_Task instructions_. From the listing below, reproduce only the part that opens with the line containing "to locate logging" and closes with the line containing "left=312, top=29, right=551, bottom=225", substituting "whole-number pixel coordinates" for "integer pixel coordinates" and leaving everything else unchanged.
begin Records for the task
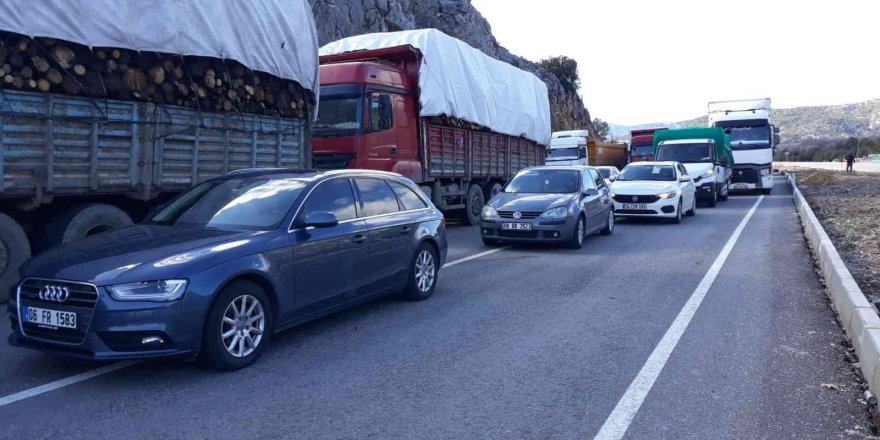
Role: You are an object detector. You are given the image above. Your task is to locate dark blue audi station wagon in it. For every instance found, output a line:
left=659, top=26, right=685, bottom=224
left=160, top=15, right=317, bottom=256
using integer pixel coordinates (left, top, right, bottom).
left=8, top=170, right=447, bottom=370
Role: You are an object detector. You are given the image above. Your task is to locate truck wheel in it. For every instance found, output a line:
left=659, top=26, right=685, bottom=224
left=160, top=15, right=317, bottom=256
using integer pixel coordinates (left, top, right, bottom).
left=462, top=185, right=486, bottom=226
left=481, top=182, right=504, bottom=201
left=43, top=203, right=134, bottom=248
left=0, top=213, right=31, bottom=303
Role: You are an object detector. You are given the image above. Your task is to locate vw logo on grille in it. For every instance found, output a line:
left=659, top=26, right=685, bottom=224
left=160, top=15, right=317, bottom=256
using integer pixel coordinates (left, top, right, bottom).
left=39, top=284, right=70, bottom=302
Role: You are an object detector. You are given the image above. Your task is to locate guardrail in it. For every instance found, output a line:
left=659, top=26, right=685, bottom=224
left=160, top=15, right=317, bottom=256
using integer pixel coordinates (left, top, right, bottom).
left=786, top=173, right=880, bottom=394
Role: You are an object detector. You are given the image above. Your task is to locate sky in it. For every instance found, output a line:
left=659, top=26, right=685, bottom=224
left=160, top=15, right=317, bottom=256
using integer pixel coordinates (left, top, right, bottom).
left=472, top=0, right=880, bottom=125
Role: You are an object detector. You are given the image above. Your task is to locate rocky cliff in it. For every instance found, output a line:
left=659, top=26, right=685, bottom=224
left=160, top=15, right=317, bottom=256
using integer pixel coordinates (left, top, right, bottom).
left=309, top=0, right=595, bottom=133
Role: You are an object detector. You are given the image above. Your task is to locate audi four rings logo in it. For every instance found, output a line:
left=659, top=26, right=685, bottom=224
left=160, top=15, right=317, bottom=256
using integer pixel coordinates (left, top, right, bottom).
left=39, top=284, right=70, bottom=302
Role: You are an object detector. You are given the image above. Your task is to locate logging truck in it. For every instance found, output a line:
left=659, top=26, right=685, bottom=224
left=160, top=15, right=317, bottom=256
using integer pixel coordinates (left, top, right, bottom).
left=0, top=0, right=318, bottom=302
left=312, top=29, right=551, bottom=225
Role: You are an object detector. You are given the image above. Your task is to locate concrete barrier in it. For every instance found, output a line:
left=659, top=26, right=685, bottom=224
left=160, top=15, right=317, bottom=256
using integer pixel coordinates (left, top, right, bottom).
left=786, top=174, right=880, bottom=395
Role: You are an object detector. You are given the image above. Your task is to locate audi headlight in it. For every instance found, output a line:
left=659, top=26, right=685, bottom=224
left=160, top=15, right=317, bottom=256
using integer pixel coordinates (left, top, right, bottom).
end Records for the task
_Finished task_.
Role: You are an object detector. You are given the image above. Your task is to locate logging truck in it. For every instance found, output a line:
left=659, top=26, right=685, bottom=224
left=160, top=15, right=317, bottom=256
using whole-number pixel coordinates (left, top, right, bottom).
left=0, top=0, right=318, bottom=302
left=312, top=29, right=551, bottom=225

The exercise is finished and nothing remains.